- [Try it] Starting at the line that contains "Target: glossy strawberry surface", restate every line word for word through the end of the entries.

*** Opening Working data ***

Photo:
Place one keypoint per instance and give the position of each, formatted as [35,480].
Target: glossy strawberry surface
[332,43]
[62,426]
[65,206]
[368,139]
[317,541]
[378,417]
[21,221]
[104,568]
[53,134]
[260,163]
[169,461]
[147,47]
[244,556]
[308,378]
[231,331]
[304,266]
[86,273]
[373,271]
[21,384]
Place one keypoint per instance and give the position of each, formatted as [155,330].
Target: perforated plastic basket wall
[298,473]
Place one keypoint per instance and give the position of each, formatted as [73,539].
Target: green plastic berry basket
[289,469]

*** Closing Working data ***

- [Solved problem]
Target: glossy strawberry surface
[332,43]
[62,426]
[65,206]
[368,139]
[317,541]
[378,417]
[21,221]
[104,568]
[53,134]
[260,163]
[169,461]
[147,47]
[244,556]
[308,378]
[231,331]
[304,266]
[86,273]
[373,271]
[21,384]
Place one keypoint per instance and give the position of each, formatted as [155,330].
Target: perforated plastic basket wall
[298,473]
Place one keypoint per instance and give the position of each, formatted as [73,539].
Target: green plastic berry basket
[289,469]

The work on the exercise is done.